------ Selected excerpt ------

It was just over 6 weeks ago when I joined my first CSA, bought Barbara Kingsolver's Animal, Vegetable, Miracle, and started hunting down restaurants serving local, sustainable foods. Before then, I might have been the person my friends thought was most likely to eat "edible food-like substances" (thanks again, Michael Pollan!), and least likely to start a garden.

Sure, I've been obsessed with food for my entire life, and I've dabbled in local foods before. I spent most of 2001 meat-free, thanks to the book Fast Food Nation. I've always loved French Meadow Cafe, Lucia's, The Craftsman, and The Birchwood. But this Simple, Good, and Tasty commitment to learning about food and documenting the journey, this is something entirely new. I like to think that my friends are happily surprised and that I haven't become too irritating, but you'll have to ask them. Meanwhile, this seems as good a time as any to reflect on what's changed for me in the past 6 weeks, how my life is different - and better - than it was before. So without further ado, I present: 10 ways local food has changed my life.

  1. I've rediscovered the joy of eating. My love for greasy spoons has been almost entirely replaced by my desire to try new, fresh foods, and to support businesses that sell and serve them. I've started frequenting The Wedge, Common Roots, Anodyne, and other local markets. I've been to Brasa, the Red Stag Supper Club, and other terrific restaurants. (And I've learned how hard - and how immensely rewarding - it is to schedule dinner for 30+ people at The Craftsman.)
  2. I've lost five pounds, which is sort of amazing when you consider bullet point number 1.

------ Recorded data ------

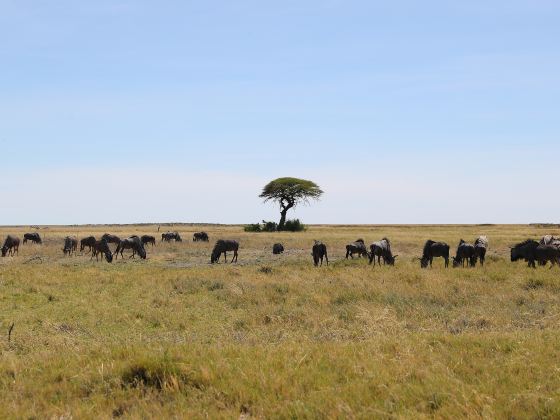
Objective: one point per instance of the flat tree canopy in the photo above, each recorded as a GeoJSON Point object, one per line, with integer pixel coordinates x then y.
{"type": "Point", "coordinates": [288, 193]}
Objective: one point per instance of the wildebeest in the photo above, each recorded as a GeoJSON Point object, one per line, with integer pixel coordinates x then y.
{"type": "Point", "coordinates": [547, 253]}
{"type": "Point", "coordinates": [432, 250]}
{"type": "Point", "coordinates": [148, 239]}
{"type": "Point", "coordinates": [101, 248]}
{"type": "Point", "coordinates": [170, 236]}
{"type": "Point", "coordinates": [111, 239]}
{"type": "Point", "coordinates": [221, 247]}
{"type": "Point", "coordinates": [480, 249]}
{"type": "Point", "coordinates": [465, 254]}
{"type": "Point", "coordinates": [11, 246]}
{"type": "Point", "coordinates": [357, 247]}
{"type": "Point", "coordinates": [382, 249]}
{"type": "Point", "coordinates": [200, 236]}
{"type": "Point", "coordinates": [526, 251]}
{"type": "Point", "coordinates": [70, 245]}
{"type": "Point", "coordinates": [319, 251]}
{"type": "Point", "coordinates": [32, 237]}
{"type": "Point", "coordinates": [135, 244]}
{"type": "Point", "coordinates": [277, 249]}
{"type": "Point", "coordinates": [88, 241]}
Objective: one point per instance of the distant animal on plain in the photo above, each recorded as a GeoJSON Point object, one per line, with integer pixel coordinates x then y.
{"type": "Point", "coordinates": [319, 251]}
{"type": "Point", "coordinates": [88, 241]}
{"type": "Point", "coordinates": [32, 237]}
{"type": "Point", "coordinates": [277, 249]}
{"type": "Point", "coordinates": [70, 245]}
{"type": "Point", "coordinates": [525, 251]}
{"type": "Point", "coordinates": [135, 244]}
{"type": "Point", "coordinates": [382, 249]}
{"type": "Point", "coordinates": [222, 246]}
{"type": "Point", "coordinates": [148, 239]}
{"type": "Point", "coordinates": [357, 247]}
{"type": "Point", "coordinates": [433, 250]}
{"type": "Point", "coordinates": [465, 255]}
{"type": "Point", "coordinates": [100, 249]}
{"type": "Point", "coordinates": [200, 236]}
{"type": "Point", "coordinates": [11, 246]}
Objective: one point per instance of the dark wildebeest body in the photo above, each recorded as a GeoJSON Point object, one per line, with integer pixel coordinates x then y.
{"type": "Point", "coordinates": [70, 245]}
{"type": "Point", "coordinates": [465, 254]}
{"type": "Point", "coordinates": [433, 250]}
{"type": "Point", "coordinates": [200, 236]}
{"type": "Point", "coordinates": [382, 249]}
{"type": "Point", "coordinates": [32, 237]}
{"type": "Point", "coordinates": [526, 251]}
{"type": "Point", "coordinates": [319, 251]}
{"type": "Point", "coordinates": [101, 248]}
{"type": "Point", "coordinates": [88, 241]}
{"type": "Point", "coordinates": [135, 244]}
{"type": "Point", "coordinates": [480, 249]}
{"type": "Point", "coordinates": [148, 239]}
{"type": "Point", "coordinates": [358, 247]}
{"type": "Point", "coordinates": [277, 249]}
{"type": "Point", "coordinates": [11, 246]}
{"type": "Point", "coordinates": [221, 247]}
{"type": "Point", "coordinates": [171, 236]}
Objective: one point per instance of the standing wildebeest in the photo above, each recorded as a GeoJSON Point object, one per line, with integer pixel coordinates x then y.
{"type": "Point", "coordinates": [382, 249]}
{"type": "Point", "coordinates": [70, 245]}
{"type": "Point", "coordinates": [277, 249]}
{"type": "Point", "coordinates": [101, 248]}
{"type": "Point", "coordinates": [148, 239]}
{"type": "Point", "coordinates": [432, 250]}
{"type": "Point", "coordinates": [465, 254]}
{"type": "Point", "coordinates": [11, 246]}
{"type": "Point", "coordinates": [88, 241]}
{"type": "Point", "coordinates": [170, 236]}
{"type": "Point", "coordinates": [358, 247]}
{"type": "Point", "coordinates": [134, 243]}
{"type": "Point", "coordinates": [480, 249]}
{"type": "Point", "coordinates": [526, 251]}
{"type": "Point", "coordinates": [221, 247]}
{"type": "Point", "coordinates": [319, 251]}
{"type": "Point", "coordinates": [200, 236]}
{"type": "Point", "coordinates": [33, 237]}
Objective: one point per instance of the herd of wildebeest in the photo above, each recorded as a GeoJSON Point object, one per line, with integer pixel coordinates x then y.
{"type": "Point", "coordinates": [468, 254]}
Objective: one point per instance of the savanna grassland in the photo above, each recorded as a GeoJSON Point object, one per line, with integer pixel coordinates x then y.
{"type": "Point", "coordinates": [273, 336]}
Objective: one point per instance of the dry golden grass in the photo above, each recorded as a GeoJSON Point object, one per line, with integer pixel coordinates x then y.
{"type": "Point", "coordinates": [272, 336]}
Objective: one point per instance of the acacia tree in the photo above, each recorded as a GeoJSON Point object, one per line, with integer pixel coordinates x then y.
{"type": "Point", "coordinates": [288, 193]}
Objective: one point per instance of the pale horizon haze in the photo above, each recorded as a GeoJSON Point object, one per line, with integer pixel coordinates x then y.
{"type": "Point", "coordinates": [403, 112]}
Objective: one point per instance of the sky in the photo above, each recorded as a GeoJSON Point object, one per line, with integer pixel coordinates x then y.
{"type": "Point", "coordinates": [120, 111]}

------
------ Recorded data ------

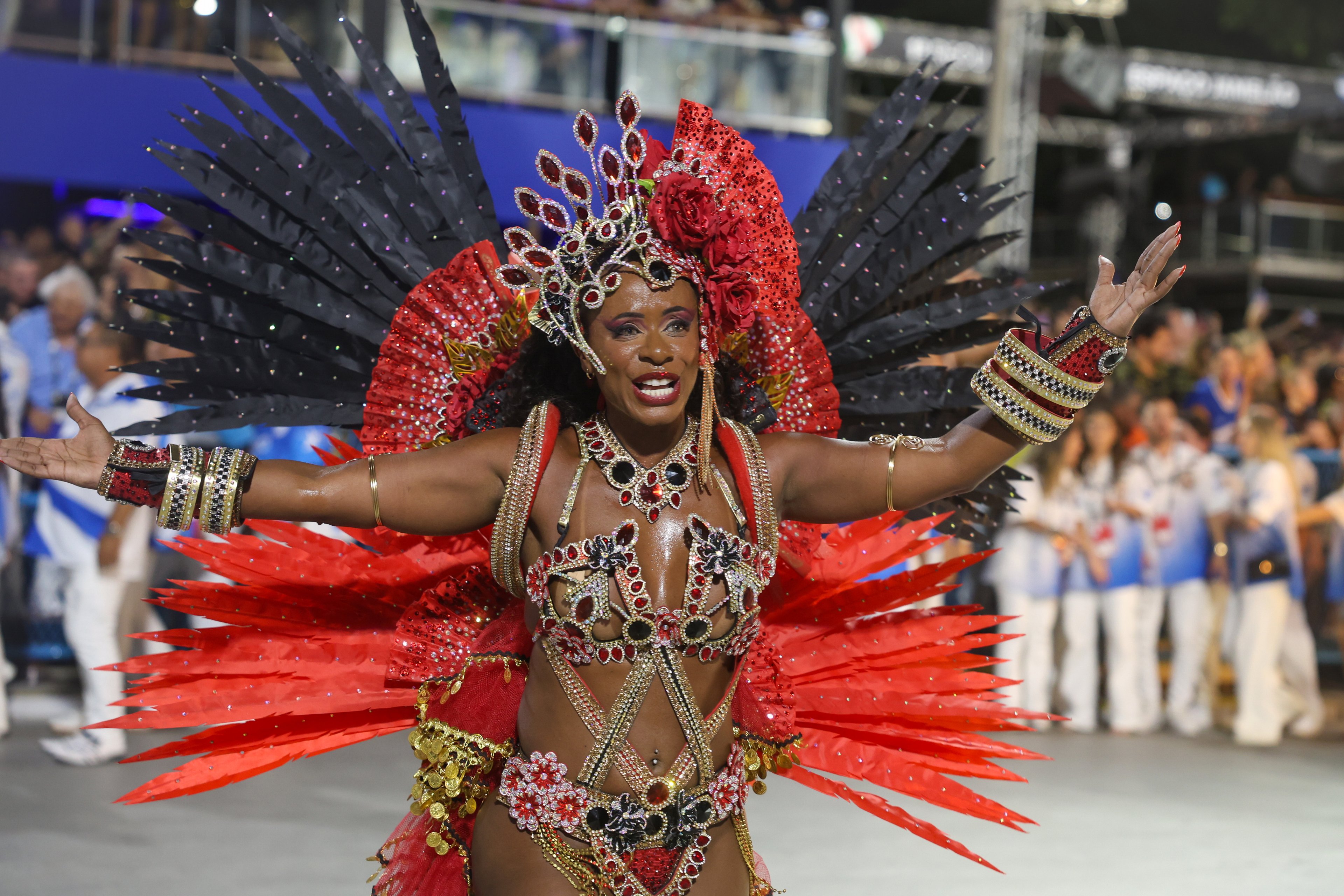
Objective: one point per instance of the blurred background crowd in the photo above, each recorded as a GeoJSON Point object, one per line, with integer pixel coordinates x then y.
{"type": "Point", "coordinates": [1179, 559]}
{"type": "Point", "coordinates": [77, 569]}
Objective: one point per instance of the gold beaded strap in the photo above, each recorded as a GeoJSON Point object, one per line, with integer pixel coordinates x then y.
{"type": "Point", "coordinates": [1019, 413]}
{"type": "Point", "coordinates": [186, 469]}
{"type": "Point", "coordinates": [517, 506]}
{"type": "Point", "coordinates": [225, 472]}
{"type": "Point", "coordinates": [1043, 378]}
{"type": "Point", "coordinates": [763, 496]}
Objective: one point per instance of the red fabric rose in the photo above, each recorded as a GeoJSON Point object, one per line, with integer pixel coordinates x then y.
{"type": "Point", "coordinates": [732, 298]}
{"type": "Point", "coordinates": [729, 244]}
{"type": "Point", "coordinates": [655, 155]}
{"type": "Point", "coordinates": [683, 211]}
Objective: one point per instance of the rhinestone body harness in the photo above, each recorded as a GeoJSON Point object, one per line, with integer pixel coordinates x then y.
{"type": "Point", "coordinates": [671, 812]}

------
------ Recorded data ------

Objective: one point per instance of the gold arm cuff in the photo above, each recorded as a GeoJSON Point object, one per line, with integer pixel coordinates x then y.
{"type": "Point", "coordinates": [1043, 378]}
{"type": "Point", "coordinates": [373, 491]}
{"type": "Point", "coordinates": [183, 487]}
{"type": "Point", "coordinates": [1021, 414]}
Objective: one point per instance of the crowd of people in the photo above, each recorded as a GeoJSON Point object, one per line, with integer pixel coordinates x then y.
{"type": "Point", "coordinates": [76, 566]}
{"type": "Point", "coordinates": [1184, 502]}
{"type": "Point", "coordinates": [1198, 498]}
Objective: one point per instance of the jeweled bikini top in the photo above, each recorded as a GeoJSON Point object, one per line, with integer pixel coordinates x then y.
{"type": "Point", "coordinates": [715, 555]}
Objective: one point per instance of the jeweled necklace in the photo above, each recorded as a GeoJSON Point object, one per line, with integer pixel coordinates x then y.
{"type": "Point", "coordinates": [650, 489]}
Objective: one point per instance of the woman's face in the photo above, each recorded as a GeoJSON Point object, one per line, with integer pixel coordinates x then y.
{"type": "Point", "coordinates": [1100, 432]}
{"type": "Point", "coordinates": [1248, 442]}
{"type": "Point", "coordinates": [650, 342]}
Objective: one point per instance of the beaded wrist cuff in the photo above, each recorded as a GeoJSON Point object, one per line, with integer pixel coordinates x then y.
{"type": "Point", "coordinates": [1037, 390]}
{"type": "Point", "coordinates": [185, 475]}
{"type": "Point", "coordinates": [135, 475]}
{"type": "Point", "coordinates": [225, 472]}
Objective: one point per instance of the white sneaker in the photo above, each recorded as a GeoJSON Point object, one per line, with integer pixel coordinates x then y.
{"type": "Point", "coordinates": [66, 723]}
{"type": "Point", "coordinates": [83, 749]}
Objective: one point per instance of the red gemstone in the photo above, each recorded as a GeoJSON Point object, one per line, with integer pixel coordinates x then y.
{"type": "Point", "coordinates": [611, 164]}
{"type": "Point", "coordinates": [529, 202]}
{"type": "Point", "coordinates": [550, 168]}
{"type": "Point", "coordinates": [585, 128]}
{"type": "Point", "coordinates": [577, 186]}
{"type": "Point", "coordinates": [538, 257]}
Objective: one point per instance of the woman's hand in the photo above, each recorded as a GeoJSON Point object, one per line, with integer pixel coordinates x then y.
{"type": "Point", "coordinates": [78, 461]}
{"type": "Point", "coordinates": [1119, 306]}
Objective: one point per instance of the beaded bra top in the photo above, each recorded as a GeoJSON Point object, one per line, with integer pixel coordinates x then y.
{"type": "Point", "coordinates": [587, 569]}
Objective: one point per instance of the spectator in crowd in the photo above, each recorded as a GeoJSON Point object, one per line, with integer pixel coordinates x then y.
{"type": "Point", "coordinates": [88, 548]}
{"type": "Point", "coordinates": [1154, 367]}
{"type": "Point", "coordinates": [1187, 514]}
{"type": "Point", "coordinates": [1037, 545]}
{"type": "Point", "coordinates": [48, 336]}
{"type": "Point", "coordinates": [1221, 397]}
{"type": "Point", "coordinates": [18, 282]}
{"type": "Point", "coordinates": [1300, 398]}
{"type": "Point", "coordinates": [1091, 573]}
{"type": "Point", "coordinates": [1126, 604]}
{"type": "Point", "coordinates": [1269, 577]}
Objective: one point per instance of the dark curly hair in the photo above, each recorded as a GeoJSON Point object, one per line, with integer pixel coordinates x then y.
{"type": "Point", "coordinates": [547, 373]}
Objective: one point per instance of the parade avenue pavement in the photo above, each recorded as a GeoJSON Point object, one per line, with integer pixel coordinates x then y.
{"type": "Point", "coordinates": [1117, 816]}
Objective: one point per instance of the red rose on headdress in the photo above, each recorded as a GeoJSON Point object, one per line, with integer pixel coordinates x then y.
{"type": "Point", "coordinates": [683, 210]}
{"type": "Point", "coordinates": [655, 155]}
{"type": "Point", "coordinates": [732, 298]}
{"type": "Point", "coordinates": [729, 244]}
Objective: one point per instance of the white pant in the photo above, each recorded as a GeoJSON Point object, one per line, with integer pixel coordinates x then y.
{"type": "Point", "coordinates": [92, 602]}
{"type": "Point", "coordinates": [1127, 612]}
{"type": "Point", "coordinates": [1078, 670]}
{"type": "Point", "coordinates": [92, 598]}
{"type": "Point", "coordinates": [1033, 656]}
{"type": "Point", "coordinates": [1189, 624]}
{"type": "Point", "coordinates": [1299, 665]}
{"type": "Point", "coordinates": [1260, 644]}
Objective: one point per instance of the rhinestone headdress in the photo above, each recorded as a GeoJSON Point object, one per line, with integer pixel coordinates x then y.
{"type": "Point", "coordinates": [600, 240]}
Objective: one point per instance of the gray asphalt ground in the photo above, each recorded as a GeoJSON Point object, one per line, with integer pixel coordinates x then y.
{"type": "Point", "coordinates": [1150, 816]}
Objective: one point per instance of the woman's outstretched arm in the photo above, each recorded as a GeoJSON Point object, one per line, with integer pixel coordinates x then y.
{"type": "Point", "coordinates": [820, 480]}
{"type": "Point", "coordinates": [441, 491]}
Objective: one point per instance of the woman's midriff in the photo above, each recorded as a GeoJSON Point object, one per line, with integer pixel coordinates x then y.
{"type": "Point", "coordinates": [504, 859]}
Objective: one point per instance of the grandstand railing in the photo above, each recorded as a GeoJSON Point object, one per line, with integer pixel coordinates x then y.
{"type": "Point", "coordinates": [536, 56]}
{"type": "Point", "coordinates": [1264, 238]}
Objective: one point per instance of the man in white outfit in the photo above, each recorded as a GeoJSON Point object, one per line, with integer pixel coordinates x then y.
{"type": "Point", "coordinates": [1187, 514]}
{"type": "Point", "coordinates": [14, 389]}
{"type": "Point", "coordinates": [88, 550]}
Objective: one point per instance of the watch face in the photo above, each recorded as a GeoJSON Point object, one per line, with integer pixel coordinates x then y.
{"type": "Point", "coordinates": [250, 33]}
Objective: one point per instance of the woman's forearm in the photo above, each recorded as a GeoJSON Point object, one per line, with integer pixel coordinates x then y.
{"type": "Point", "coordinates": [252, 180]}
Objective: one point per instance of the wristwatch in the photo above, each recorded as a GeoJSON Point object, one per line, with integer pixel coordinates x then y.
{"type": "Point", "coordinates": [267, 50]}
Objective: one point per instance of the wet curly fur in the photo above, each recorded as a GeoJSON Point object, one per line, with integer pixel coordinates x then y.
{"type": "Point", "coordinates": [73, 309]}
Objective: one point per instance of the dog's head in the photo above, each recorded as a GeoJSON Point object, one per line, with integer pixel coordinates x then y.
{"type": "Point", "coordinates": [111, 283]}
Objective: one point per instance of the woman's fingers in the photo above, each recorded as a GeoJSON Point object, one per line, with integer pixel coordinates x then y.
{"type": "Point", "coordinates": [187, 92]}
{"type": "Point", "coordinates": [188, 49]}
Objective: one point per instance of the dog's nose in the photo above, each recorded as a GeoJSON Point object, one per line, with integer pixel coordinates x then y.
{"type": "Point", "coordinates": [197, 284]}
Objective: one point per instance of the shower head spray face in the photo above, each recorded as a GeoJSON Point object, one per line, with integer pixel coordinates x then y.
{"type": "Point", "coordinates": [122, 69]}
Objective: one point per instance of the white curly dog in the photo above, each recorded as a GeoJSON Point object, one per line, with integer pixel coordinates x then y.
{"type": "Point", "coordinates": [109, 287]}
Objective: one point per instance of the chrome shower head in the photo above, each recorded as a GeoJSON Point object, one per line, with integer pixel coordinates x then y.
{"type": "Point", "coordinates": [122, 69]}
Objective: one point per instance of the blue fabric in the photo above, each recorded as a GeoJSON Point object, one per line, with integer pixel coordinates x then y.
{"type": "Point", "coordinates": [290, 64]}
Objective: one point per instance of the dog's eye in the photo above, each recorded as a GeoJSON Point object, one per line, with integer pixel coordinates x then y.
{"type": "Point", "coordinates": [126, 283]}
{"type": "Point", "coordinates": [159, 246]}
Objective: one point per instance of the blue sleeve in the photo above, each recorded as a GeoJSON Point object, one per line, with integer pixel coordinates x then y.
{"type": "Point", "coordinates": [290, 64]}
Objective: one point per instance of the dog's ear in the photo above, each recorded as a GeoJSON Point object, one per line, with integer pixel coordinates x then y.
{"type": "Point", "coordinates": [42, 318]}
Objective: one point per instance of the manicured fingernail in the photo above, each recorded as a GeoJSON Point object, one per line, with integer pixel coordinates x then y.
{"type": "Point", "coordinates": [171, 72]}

------

** Brief A **
Reproduce the passage on local food word for word, between "It was just" and "start a garden.", inclusive.
** Brief B **
Write the next part of the passage on local food, picking up after its final sentence.

** Task response A **
It was just over 6 weeks ago when I joined my first CSA, bought Barbara Kingsolver's Animal, Vegetable, Miracle, and started hunting down restaurants serving local, sustainable foods. Before then, I might have been the person my friends thought was most likely to eat "edible food-like substances" (thanks again, Michael Pollan!), and least likely to start a garden.

** Task response B **
  3. I've connected with fantastic people I never knew, like Rob Smart, who writes Every Kitchen Table, Zachary Cohen, who writes Farm to Table, KristenM, who writes Food Renegade, Tracy Singleton, who owns the Birchwood Cafe, Mike Phillips, chef at The Craftsman Restaurant, and Joan and Coleen, who run A Backyard Farm.
  4. I've connected with amazing people who I did know in entirely different ways. Who knew that Dave, Chuck, Ginger, Jen, Scott, Jan, Erik, Kathy, and Kevin were foodies? I should have, and I do now!
  5. My 7- and 3-year old kids now know the meaning of the words local, sustainable, and organic. They say all 3 often in the following sentence: "I don't want to hear about anything that's local, sustainable, or organic anymore!"
  6. I had a great tour of Whole Foods, and learned about what local foods are available in Minnesota year-round (not many!), and how the chain views organic, local, and sustainable foods.
  7. I've rediscovered the joy of cooking, incorporating local, sustainable, and organic foods into recipes as simple as Sloppy Joe's made from Thousand Hills Cattle Company grass-fed beef and organic tomato sauce.
  8. I appreciate farmers more, and I think I understand my in-laws (who grew up on farms) a little bit better. I'm even looking forward to my next family trip to the farm in South Dakota.farm222
  9. I don't need coffee to keep me regular.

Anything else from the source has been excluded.